TO DO:
Scan the entries below for the word "wall" and copy every line in which it occurs.

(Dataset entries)
--- START ---

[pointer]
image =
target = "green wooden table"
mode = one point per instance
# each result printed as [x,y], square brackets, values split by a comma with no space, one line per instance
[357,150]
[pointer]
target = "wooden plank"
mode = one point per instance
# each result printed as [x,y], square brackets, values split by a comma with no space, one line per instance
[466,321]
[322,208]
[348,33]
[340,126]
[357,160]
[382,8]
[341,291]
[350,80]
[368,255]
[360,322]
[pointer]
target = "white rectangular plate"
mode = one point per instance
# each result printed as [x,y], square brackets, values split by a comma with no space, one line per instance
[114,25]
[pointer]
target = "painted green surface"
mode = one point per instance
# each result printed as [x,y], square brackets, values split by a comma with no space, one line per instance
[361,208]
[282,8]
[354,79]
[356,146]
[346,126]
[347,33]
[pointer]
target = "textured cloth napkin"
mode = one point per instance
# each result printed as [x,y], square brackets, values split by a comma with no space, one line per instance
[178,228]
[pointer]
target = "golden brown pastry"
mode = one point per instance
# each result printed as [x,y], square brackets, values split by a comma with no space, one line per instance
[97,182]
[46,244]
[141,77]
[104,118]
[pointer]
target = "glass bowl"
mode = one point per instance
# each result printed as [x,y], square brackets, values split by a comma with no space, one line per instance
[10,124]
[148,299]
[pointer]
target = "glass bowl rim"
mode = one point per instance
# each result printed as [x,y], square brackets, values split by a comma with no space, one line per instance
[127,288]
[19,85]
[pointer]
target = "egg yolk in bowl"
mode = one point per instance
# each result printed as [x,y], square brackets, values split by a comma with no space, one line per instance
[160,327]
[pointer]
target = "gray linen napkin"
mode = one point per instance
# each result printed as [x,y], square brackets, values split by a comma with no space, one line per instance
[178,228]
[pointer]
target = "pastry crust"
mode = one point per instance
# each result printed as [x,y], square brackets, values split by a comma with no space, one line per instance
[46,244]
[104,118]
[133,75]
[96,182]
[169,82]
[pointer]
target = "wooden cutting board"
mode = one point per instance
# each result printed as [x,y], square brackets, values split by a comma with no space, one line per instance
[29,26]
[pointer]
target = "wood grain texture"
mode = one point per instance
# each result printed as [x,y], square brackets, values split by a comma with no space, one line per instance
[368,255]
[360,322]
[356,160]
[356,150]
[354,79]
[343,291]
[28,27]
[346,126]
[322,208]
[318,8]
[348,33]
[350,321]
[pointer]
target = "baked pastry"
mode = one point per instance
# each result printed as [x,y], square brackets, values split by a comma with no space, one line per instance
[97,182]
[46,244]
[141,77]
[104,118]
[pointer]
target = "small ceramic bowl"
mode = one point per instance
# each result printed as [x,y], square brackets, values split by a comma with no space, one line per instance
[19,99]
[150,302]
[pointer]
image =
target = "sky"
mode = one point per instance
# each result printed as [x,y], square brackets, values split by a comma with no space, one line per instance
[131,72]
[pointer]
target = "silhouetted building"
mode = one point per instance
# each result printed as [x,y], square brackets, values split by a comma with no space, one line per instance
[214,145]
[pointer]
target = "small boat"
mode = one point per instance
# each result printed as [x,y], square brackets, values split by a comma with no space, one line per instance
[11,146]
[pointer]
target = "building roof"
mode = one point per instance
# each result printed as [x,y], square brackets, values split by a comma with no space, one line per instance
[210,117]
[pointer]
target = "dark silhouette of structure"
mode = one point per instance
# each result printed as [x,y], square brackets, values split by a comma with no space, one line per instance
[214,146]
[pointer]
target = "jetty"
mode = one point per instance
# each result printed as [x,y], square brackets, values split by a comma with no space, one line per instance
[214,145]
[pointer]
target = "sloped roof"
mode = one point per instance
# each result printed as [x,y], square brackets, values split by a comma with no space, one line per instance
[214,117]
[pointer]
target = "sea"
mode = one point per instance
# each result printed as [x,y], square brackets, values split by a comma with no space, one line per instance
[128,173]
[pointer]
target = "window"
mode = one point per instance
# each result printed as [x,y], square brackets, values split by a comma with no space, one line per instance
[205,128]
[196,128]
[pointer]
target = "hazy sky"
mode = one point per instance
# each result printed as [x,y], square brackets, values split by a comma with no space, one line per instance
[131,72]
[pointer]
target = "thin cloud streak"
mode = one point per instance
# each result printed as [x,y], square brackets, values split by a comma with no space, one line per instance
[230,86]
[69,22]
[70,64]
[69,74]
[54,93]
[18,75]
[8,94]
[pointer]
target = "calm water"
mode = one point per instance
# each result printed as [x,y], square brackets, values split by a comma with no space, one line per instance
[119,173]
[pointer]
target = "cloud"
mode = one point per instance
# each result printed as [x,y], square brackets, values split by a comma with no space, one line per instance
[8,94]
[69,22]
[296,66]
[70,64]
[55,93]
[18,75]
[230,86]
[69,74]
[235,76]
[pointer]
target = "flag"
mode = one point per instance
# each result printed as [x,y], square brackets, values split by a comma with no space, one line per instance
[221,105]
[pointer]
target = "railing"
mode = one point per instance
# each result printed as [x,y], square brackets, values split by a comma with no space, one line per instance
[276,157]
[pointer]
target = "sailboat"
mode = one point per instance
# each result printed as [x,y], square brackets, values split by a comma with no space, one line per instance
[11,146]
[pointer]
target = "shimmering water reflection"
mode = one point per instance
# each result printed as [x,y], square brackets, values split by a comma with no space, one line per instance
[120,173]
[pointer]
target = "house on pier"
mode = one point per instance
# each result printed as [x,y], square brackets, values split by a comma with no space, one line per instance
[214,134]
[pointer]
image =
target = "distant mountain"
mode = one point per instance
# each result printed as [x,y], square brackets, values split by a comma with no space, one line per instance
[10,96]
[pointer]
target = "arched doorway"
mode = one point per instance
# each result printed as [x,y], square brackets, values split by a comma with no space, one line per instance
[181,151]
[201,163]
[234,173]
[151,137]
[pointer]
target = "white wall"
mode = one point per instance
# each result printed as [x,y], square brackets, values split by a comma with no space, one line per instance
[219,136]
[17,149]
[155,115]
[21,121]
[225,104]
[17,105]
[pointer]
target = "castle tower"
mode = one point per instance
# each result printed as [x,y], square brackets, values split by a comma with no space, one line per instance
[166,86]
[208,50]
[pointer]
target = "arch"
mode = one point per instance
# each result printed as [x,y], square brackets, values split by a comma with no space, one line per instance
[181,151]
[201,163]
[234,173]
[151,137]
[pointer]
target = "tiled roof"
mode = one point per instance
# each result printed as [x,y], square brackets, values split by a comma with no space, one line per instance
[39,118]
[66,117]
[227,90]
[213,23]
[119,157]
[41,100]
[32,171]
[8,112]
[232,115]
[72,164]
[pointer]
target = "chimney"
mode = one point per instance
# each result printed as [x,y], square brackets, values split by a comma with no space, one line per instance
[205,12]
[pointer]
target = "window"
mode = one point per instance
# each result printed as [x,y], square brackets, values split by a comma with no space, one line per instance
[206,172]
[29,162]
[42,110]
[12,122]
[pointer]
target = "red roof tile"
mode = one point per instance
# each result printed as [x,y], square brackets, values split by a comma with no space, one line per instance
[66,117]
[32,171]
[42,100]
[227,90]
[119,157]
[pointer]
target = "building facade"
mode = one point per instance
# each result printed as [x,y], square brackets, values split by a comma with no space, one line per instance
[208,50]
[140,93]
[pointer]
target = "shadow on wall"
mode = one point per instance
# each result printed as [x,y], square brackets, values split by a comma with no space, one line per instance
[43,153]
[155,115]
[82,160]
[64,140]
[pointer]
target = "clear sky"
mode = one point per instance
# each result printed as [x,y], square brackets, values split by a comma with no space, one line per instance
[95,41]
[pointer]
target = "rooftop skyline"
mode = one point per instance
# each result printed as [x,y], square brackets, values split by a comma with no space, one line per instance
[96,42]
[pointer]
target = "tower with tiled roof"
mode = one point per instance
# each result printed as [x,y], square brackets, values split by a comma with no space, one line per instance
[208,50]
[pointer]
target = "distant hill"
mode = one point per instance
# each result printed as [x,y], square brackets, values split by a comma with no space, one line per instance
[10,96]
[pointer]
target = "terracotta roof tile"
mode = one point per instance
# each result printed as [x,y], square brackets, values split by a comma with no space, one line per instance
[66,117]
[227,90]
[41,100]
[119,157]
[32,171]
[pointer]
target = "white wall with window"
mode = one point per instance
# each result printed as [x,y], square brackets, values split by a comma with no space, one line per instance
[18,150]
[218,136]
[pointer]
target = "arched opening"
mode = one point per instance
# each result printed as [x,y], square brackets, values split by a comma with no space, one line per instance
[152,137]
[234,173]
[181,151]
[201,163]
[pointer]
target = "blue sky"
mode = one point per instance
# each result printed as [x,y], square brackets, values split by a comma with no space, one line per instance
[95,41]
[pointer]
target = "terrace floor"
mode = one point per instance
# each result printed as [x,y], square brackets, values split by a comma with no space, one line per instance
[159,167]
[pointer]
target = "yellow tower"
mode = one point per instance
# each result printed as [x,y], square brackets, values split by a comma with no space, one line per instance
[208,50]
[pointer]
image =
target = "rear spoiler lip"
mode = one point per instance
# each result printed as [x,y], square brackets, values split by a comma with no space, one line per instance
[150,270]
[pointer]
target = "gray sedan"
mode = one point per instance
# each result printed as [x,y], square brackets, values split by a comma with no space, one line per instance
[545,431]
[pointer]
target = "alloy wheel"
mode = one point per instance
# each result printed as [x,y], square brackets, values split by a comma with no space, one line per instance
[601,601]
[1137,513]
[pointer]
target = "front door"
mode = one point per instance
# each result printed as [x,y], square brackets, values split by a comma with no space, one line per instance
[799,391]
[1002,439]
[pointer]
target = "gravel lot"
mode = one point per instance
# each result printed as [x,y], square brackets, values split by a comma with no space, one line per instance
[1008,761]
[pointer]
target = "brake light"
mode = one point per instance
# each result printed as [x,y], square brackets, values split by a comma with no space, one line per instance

--- END ---

RESULT OF THE TASK:
target = "white wall"
target = "shadow on wall"
target = "white wall with window"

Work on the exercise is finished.